* The exercise
Format the records as a Markdown table with the columns "Row" and "Line". Start at the beginning of the records, end after the line containing "<point>402,40</point>", and omit blank lines and pictures.

[START]

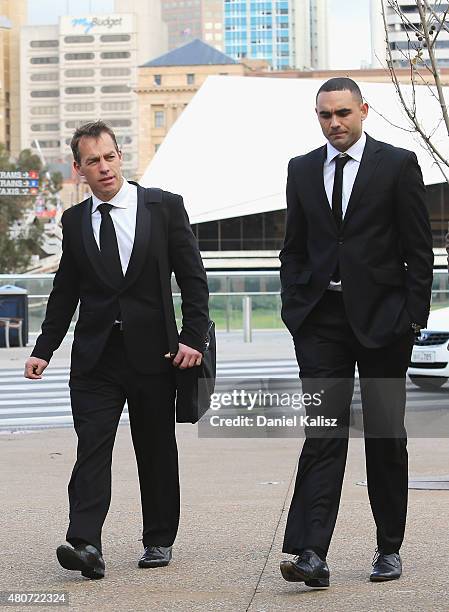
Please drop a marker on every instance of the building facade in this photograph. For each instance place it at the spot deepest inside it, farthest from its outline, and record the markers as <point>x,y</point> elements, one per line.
<point>402,40</point>
<point>188,20</point>
<point>13,15</point>
<point>80,70</point>
<point>286,33</point>
<point>168,83</point>
<point>152,33</point>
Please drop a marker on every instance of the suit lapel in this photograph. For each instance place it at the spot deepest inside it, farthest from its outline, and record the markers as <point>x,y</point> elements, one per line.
<point>142,236</point>
<point>91,246</point>
<point>317,180</point>
<point>368,164</point>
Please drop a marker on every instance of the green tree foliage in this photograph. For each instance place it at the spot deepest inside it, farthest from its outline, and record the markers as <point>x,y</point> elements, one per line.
<point>19,240</point>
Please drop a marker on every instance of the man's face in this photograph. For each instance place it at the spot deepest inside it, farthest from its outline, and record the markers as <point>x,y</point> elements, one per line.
<point>341,114</point>
<point>101,165</point>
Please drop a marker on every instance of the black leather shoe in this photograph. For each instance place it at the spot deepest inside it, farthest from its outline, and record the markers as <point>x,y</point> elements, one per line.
<point>155,556</point>
<point>85,558</point>
<point>386,567</point>
<point>308,568</point>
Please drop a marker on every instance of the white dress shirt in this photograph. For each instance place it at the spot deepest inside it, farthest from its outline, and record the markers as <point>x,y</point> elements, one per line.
<point>349,175</point>
<point>123,215</point>
<point>349,171</point>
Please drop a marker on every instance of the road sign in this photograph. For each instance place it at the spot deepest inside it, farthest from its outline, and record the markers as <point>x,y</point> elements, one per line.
<point>19,183</point>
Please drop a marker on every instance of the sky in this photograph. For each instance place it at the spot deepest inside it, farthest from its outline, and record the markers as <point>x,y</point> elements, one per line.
<point>349,30</point>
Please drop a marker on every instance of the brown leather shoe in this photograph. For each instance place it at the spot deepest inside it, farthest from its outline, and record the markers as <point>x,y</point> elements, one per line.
<point>386,567</point>
<point>156,556</point>
<point>307,567</point>
<point>85,558</point>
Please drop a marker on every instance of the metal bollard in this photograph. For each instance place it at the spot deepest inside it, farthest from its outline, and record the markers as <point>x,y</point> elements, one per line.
<point>247,312</point>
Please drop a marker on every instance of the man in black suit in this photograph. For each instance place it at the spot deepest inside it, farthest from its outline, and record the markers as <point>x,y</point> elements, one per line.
<point>115,245</point>
<point>356,275</point>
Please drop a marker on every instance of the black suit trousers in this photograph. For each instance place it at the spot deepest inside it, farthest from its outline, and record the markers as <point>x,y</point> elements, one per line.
<point>327,351</point>
<point>97,403</point>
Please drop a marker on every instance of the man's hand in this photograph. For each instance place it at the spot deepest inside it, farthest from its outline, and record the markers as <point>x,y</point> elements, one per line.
<point>34,367</point>
<point>186,357</point>
<point>447,248</point>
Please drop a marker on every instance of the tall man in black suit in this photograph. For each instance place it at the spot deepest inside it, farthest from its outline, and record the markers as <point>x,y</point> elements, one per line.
<point>113,246</point>
<point>356,275</point>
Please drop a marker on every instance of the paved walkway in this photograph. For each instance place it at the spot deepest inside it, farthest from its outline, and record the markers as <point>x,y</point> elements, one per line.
<point>235,493</point>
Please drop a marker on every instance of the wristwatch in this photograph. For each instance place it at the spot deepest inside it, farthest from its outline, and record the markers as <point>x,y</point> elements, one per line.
<point>416,328</point>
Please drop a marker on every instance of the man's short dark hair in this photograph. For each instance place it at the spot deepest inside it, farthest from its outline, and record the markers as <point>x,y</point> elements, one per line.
<point>341,84</point>
<point>94,129</point>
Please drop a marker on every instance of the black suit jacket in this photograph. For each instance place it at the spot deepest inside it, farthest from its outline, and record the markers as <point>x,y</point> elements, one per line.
<point>384,246</point>
<point>162,231</point>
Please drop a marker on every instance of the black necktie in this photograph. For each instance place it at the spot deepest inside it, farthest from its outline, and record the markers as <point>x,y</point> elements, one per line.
<point>109,246</point>
<point>337,196</point>
<point>337,190</point>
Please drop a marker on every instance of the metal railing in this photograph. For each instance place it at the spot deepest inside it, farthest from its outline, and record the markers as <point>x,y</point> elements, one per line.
<point>244,301</point>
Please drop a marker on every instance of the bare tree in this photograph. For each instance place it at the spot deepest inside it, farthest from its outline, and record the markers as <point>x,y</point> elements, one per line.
<point>420,58</point>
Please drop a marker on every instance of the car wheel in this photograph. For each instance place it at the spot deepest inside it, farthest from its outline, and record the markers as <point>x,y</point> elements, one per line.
<point>430,383</point>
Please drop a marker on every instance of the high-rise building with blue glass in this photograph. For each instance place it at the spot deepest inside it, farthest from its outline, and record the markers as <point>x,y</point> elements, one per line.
<point>286,33</point>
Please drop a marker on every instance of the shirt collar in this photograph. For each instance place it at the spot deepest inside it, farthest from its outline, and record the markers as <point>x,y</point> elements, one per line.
<point>355,151</point>
<point>120,200</point>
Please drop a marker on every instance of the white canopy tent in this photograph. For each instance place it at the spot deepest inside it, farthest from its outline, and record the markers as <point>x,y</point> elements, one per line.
<point>227,153</point>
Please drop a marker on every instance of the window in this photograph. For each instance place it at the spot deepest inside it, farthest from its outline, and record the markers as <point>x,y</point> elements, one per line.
<point>44,43</point>
<point>159,119</point>
<point>47,144</point>
<point>78,39</point>
<point>115,89</point>
<point>77,73</point>
<point>45,93</point>
<point>119,122</point>
<point>44,127</point>
<point>73,123</point>
<point>115,37</point>
<point>115,106</point>
<point>45,60</point>
<point>115,54</point>
<point>79,90</point>
<point>44,110</point>
<point>79,56</point>
<point>80,107</point>
<point>45,76</point>
<point>119,71</point>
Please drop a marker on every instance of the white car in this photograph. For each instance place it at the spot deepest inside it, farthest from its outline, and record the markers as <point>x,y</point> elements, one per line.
<point>429,367</point>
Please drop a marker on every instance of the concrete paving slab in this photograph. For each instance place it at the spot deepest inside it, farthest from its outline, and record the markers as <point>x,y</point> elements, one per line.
<point>229,545</point>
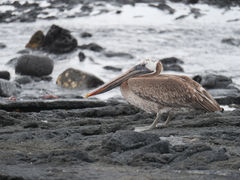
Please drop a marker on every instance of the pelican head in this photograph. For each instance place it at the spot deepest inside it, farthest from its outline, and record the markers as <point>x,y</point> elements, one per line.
<point>147,66</point>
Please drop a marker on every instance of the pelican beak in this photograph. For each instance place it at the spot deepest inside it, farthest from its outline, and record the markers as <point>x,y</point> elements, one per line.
<point>133,72</point>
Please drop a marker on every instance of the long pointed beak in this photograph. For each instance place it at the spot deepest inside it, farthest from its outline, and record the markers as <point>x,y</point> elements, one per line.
<point>133,72</point>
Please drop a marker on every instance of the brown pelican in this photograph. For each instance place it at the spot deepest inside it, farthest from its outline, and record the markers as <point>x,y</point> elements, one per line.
<point>144,87</point>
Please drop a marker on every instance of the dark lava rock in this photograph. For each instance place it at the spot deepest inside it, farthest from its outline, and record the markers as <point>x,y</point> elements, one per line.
<point>211,81</point>
<point>4,75</point>
<point>92,140</point>
<point>73,78</point>
<point>164,7</point>
<point>24,51</point>
<point>126,140</point>
<point>111,54</point>
<point>59,40</point>
<point>34,65</point>
<point>81,56</point>
<point>86,35</point>
<point>92,46</point>
<point>8,88</point>
<point>23,80</point>
<point>12,62</point>
<point>9,177</point>
<point>111,68</point>
<point>231,41</point>
<point>2,46</point>
<point>31,125</point>
<point>36,40</point>
<point>172,64</point>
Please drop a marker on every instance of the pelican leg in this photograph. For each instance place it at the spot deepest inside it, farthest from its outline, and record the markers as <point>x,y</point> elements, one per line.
<point>152,126</point>
<point>162,125</point>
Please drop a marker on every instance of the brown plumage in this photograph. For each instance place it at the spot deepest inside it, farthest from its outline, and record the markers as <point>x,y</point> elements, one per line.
<point>172,91</point>
<point>158,93</point>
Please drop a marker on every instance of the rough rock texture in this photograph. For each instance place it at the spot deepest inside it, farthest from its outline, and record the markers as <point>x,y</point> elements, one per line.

[END]

* Final answer
| Row | Line |
|---|---|
| 1 | Please drop a marker on every instance of the building facade in this photograph. For each instance place it at the spot deepest inside it, farthest from its outline, and record the markers as <point>x,y</point> elements, one per line. |
| 2 | <point>402,40</point> |